Extracted text:
DeForest Kelley was a supporting actor on film, stage and television for 20 years before landing the defining role of his career: the irascible but wise Dr. Leonard “Bones” McCoy in the “Star Trek” TV series and movies.
On the Enterprise’s motley crew, Kelley played the resident surgeon and humanist — the perfect foil for the coldly logical Mr. Spock (Leonard Nimoy) and macho Capt. James T. Kirk (William Shatner). “It fit him very well,” Nimoy said of Kelley and his role. “He brought a decency and sensibility that made you want to have him around.”
The son of a Baptist minister, Kelley came to Long Beach to visit an uncle and wound up joining a theater group. In the mid-1940s he was discovered by a Paramount talent scout who saw him in a Navy training film. Kelley parlayed his slight Southern drawl and weathered face into roles as ranchers, town folk and minor villains in westerns.
Kelley admitted he was not a fan of science fiction, but “Star Trek” creator Gene Roddenberry offered him a choice of two roles, one of which he described as “this green-painted alien.” Kelley chose the other. “I’m glad it turned out that way,” the actor told the Chicago .
McCoy’s sarcasm endeared him to fans, as did two particular trademark lines: “I’m just a country doctor,” uttered when he was faced with some ghastly outer-space malady, and “He’s dead, Jim.”

What you need to do:
1. Reproduce the stretch of the DeForest Kelley passage from "Kelley admitted he" through "the Chicago .".
2. Decide whether each statement agrees with the DeForest Kelley passage, giving yes or no with the deciding words quoted from it. (a) Kelley worked as a supporting actor for 20 years before his "Star Trek" role. (b) A Paramount talent scout discovered Kelley after seeing him in a stage play. (c) Kelley chose the role of the green-painted alien.

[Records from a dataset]
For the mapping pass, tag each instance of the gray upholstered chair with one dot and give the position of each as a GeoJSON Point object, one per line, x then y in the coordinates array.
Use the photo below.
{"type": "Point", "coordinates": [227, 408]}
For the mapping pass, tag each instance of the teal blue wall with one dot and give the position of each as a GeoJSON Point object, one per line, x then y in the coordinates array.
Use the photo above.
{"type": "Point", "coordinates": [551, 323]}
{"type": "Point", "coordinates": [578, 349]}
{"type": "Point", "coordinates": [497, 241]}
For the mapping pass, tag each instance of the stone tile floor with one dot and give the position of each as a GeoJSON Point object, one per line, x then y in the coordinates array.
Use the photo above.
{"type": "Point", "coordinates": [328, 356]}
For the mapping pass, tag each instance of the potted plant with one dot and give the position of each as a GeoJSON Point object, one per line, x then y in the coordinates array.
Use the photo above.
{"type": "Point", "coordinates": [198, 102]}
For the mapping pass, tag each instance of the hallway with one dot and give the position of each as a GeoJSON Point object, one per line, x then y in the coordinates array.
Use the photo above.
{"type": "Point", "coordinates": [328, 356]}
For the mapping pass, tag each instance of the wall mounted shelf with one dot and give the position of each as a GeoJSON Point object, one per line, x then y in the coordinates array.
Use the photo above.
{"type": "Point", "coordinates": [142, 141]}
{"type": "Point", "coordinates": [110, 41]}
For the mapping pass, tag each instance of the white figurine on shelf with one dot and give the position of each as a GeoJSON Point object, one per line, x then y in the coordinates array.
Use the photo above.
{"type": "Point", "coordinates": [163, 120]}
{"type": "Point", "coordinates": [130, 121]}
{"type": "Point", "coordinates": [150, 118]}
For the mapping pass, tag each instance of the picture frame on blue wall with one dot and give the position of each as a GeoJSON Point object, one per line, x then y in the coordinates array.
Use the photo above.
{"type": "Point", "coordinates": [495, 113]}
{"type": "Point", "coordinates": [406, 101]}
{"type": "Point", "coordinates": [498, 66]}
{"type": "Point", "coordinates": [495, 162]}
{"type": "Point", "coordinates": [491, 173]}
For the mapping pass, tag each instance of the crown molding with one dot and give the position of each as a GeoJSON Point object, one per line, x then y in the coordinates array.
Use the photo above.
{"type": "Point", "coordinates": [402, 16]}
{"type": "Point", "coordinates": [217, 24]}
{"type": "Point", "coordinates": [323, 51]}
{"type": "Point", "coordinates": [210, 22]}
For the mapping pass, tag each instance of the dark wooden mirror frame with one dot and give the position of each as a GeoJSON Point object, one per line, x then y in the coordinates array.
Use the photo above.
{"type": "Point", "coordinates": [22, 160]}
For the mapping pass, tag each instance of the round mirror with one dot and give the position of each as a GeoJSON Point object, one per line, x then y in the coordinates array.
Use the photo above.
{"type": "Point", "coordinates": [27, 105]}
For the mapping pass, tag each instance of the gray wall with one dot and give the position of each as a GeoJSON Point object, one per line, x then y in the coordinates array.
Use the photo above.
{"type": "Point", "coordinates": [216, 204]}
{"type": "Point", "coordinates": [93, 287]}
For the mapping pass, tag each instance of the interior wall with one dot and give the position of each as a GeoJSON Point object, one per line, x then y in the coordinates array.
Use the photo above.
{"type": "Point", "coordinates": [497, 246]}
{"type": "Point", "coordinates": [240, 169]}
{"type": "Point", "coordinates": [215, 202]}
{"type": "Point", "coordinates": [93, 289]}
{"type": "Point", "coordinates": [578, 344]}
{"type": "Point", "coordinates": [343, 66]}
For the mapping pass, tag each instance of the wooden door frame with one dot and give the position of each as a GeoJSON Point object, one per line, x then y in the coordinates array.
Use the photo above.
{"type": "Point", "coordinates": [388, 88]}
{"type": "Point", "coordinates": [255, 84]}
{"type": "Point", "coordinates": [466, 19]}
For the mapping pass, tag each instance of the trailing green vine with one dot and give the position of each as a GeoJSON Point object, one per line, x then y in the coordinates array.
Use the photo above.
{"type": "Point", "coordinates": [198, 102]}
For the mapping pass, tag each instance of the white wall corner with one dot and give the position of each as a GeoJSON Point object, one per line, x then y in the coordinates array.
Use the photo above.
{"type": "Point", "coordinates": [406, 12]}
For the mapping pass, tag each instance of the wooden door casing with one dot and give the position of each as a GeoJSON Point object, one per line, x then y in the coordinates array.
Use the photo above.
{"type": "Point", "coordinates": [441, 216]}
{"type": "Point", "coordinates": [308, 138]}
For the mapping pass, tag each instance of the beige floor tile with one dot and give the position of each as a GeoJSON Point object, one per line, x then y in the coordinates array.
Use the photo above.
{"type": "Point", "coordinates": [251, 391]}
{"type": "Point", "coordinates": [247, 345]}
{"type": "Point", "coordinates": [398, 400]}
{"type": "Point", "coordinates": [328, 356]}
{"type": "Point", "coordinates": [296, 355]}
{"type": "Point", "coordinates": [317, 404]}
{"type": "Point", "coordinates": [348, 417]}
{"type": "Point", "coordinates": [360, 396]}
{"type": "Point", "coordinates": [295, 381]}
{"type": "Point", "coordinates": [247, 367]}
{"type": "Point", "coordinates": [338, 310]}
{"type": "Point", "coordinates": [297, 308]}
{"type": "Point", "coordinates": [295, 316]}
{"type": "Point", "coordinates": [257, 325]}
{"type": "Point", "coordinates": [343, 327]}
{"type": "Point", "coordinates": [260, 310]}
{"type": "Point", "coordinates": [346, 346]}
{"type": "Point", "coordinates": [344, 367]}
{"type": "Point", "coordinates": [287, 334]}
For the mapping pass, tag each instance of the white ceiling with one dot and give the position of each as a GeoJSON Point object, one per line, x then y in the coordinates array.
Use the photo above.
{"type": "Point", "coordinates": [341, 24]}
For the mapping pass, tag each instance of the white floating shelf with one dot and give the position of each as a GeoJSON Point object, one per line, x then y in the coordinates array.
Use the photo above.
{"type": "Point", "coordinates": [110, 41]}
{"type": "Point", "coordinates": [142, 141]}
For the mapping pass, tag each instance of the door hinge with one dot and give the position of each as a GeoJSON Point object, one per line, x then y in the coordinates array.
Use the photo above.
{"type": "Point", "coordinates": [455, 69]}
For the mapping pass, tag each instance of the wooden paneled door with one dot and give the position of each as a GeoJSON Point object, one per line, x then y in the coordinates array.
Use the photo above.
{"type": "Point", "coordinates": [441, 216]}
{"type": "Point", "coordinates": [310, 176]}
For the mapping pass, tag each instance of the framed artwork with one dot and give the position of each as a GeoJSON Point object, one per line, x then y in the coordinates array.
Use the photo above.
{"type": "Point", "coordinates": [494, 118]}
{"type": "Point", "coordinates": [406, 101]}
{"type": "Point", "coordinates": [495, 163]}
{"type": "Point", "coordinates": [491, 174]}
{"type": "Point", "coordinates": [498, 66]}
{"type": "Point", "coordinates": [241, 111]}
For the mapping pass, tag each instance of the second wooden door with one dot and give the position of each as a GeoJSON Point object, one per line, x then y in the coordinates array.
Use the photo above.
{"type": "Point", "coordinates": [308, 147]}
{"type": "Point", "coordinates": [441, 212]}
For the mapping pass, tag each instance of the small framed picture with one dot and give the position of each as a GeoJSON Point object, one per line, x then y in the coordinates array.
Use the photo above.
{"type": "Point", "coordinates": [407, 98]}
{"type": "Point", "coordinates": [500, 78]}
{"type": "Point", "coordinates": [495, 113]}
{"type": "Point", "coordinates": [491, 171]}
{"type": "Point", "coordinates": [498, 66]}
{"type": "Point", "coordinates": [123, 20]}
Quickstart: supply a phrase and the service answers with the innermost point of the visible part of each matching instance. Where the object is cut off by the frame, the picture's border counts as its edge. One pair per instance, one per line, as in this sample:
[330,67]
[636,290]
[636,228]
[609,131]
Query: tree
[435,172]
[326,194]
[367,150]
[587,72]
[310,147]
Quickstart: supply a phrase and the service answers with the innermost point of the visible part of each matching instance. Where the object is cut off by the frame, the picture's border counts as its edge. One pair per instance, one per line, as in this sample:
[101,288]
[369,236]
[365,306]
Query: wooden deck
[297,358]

Solutions to each task:
1.
Kelley admitted he was not a fan of science fiction, but “Star Trek” creator Gene Roddenberry offered him a choice of two roles, one of which he described as “this green-painted alien.” Kelley chose the other. “I’m glad it turned out that way,” the actor told the Chicago .

2.
(a) Yes: "was a supporting actor on film, stage and television for 20 years before landing the defining role of his career"
(b) No: "he was discovered by a Paramount talent scout who saw him in a Navy training film"
(c) No: "Kelley chose the other."